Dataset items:

▼▼▼

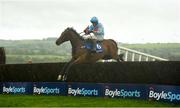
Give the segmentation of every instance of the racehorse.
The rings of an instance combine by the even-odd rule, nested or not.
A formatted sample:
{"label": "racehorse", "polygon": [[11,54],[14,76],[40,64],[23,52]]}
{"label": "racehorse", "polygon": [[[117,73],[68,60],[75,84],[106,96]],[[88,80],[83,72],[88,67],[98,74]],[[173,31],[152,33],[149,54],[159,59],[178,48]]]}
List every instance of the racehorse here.
{"label": "racehorse", "polygon": [[123,55],[118,55],[117,43],[112,39],[104,39],[101,42],[103,52],[92,53],[84,47],[86,41],[80,34],[78,34],[73,28],[65,29],[60,37],[56,40],[56,45],[60,45],[66,41],[70,41],[72,45],[72,58],[63,67],[61,73],[59,74],[57,80],[66,80],[67,74],[70,67],[74,64],[80,63],[96,63],[100,59],[108,60],[114,59],[118,62],[123,61]]}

▲▲▲

» **Task details**: Each line above is to be copied verbatim. Drop any image from the copy.

» **Written response**:
Give the segmentation of every instance of the racehorse.
The rings of an instance combine by the even-odd rule, nested or not.
A formatted sample:
{"label": "racehorse", "polygon": [[11,54],[14,76],[40,64],[23,52]]}
{"label": "racehorse", "polygon": [[[117,73],[68,60],[75,84],[106,96]],[[88,80],[83,72],[88,67],[98,74]],[[173,31],[152,33],[149,54],[159,59],[178,48]]]}
List every instance of the racehorse here.
{"label": "racehorse", "polygon": [[123,55],[118,55],[117,43],[112,39],[104,39],[101,42],[103,52],[92,53],[84,47],[86,41],[80,34],[78,34],[73,28],[65,29],[60,37],[56,40],[56,45],[60,45],[66,41],[70,41],[72,45],[72,58],[63,67],[61,73],[59,74],[57,80],[66,80],[67,74],[70,67],[74,64],[80,63],[96,63],[100,59],[108,60],[114,59],[118,62],[123,61]]}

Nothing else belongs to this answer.